------ TEXTO DE LEITURA ------

O palco da Praia de Icaraí desabou. A árvore de Natal de São Francisco virou sucata retorcida no calçadão de São Francisco. Poderosos estilingues fizeram os estragos? Não. Pelo contrário.  Os dois desmoronamentos são resultados de um fenômeno da política que só traz prejuízos para os cidadãos: a falta de oposição.

A Prefeitura diz ter gastado quase R$ 9 milhões com a decoração de Natal. E não suspendeu o contrato, nem acrescentou cláusulas de segurança, com a empresa do palco desabado em Icaraí. Pois era exatamente a mesma empresa da árvore que desmoronou menos de um mês depois em São Francisco. E daí? Deixa que a Polícia apure. A Prefeitura não deu satisfações à população, não apresentou resultados de suposta investigação sobre a queda do palco dias antes e apenas encaminhou o caso para a Polícia.

Não costuma trazer benefícios para a cidade o fato de  um prefeito  ser   eleito por  coligação de 14 partidos, além dos outros que apoiam por fora. Ainda mais sendo apadrinhado pelo então prefeito e tendo a máquina da Prefeitura nas mãos. Embora prevista na legislação eleitoral, é uma equação desequilibrada, que acaba replicada na Câmara de Vereadores, por óbvio.  Por lá não há fato que possa ser questionado a ponto de tirar o sono do prefeito e de seus incontáveis assessores. A não ser que Ministério Público, Justiça e Polícia suem muito na pressão. Mas é bom lembrar: o papel do Legislativo, além de fazer leis, é fiscalizar. E ainda:  frente ampla e majoritária no Legislativo não exime o governante de prestar contas à população.

Sem oposição, Niterói arrecada bilhões –  são mais de R$ 5 bi anuais para cerca de 500 mil habitantes –  e se dá ao direito de  investir apenas 8% do orçamento. Quem vai dizer que precisa construir creches e que muitas crianças ficaram sem vagas nas escolas? Que é urgente reduzir as filas por atendimento médico nos postos de saúde?  Quase metade da dinheirama toda que Niterói arrecada vai para pagar pessoal e encargos. Taí o escândalo da Emusa para mostrar.

E quem vai mudar, gritar, atirar de estilingue, se não há oposição?  Se não deixam que xinguem, como diria Rita Lee? A falta de críticas não faz bem a ninguém nem a poder algum, em lugar algum do mundo.

------ REGISTROS FORNECIDOS ------

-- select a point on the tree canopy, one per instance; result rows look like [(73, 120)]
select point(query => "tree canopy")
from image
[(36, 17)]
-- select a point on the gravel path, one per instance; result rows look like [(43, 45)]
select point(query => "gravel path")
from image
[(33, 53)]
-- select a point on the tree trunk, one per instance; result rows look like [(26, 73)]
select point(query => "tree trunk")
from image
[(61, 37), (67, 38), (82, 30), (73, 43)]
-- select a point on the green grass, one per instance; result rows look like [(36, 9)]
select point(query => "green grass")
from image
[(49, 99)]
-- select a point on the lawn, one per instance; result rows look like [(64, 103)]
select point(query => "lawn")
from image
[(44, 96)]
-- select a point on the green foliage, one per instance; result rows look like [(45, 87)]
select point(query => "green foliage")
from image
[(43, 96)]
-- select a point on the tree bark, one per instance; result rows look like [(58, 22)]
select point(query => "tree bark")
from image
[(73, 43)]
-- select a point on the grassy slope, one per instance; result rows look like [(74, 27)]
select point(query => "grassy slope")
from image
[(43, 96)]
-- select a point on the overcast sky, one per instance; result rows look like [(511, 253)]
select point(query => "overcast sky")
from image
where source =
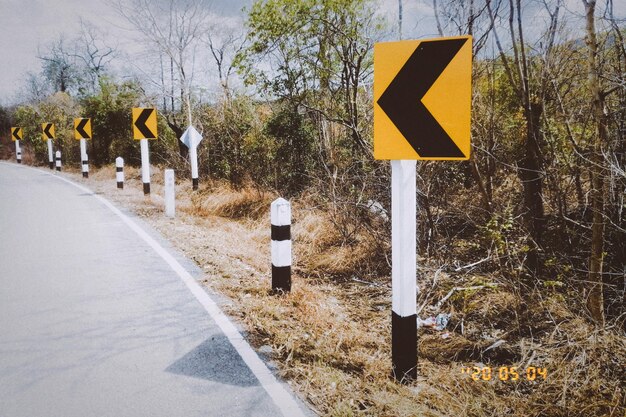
[(27, 24)]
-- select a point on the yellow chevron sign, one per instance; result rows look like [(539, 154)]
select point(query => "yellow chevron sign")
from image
[(82, 128), (47, 131), (144, 123), (422, 99), (17, 133)]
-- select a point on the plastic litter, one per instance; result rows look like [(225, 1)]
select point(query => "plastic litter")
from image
[(438, 323)]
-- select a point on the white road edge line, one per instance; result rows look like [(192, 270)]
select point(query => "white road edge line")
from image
[(283, 400)]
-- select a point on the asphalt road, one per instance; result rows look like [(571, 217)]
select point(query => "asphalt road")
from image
[(94, 322)]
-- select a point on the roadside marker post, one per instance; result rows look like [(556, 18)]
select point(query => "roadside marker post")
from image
[(144, 128), (16, 135), (145, 166), (50, 154), (170, 193), (404, 269), (191, 138), (58, 160), (281, 245), (48, 135), (422, 104), (119, 171), (82, 131)]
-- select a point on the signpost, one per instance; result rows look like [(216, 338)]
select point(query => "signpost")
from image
[(422, 96), (82, 131), (16, 135), (191, 138), (144, 128), (47, 135)]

------

**INSTRUÇÕES DE TRABALHO**:
**1.** Reproduza o trecho do texto sobre a falta de oposição em Niterói de "E quem vai mudar, gritar, atirar" a "algum do mundo.".
**2.** Traduza para o inglês esta frase do texto sobre a falta de oposição em Niterói: "A Prefeitura diz ter gastado quase R$ 9 milhões com a decoração de Natal."

**RESPOSTAS**:
**1.**
E quem vai mudar, gritar, atirar de estilingue, se não há oposição?  Se não deixam que xinguem, como diria Rita Lee? A falta de críticas não faz bem a ninguém nem a poder algum, em lugar algum do mundo.

**2.** City Hall says it spent almost R$ 9 million on the Christmas decorations.